* **PASSAGE**:
━━━━━━━━━━

It is in fact a great city to explore, with its own idiosyncrasies, the exquisite way of living of its inhabitants, not to mention the world-class restaurants and diverse regional and international cuisine available to all tastes.
Just south of the city, lies the Parque Estadual Serra do Mar (part of the Atlantic Forest South-East Reserves, a UNESCO World Heritage Site), a mountain range covered by exhuberant rainforest that faces the coast and provides various ecotourism options.
Although traditionally a working and not a tourist city, its inhabitants, if more educated, probably speak better English than anywhere else in Brazil. English is generally spoken at main hotels and tourist-related businesses, although a menu in English is a rare find.
A good tip is keep your destinations and addresses on paper, in case you cannot find anyone who speaks, you can show them the note.
Check the official Brazil tourism website for general information regarding visas and customs, and the Cidade de São Paulo homepage for updated events and art exhibitions around town.
São Paulo has three major airports: Guarulhos International (GRU) and Viracopos (VCP, also known by city code CPQ) for international and some domestic arrivals, and Congonhas (CGH) for most medium and short haul domestic flights.
Guarulhos International Airport (GRU)
If flying into São Paulo from abroad, you'll mostly likely land at Guarulhos International Airport, also known as Cumbica. Located 40 km from the city centre, the airport has two terminals that are served by Brazilian airlines and many others.
Congonhas Airport (CGH)
The Congonhas Airport is in a very central region, 15 km from downtown. This airport handles most of the flights to southern and southeastern Brazil, inluding the São Paulo - Rio (Santos Dumont) hop, nicknamed Ponte Aérea.
The cheapest way for tourists to get around is to use the subway/metro, trains and trolleybuses as much as possible, and then take a taxi for shorter distances. Even these means of transport can be uncomfortably crowded during peaks, and only a very limited carry-on is recommended.
The rail network, composed of metro and surface trains, is the method of transportation a tourist is likely to use the most while visiting São Paulo. The metro is modern, safe, clean and efficient; the quality of surface trains varies, but those in more touristic areas area as good as the metro.
Buses are the most popular way to get around the city. Even though drivers really step on it through the bumpy streets of São Paulo, buses are not the fastest way to get around. In addition, they can get really crowded. However, unlike the metro/train, they do reach every neighbourhood.
Taxi ranks in São Paulo are white, with a distinctive luminous green "TAXI" sign on the roof top. Check out for the white color of the taxi rank, the official license sticker with the driver's name and photo on the passenger side of the control panel, and the red license plate.

━━━━━━━━━━

[Labeled-object pointing entries]

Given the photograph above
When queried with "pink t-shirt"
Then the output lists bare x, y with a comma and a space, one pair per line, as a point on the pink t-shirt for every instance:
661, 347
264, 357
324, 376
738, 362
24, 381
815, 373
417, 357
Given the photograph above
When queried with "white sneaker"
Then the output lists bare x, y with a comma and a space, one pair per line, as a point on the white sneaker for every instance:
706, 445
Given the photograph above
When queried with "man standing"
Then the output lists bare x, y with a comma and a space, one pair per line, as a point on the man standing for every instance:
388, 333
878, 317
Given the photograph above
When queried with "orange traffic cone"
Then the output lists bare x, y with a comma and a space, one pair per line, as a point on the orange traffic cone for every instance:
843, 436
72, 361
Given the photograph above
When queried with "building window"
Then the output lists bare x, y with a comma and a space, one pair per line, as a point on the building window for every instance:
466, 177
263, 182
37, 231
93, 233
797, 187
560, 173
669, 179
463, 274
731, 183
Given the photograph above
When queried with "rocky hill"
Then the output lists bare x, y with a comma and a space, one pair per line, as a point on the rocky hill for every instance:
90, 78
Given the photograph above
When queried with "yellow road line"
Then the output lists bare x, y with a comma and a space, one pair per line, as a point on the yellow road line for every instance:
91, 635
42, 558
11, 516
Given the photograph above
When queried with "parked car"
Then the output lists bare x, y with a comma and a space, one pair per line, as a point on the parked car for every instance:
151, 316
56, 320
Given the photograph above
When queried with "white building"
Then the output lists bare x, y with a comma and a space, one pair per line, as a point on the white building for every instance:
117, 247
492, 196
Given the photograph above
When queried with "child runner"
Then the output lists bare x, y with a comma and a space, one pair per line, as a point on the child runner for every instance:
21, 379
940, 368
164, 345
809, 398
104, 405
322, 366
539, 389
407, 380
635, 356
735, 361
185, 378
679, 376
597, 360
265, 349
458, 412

━━━━━━━━━━

* **EXERCISES TO COMPLETE**:
a - Quote the São Paulo passage word for word, everything from "The rail network, composed" down to "red license plate.".
b - Pull out every line of the entries that contains the string "shirt", treating uppercase and lowercase as different.
The São Paulo passage and the entries are unrelated to each other.

* **RESPONSES TO THE EXERCISE**:
a -
The rail network, composed of metro and surface trains, is the method of transportation a tourist is likely to use the most while visiting São Paulo. The metro is modern, safe, clean and efficient; the quality of surface trains varies, but those in more touristic areas area as good as the metro.
Buses are the most popular way to get around the city. Even though drivers really step on it through the bumpy streets of São Paulo, buses are not the fastest way to get around. In addition, they can get really crowded. However, unlike the metro/train, they do reach every neighbourhood.
Taxi ranks in São Paulo are white, with a distinctive luminous green "TAXI" sign on the roof top. Check out for the white color of the taxi rank, the official license sticker with the driver's name and photo on the passenger side of the control panel, and the red license plate.

b -
When queried with "pink t-shirt"
Then the output lists bare x, y with a comma and a space, one pair per line, as a point on the pink t-shirt for every instance:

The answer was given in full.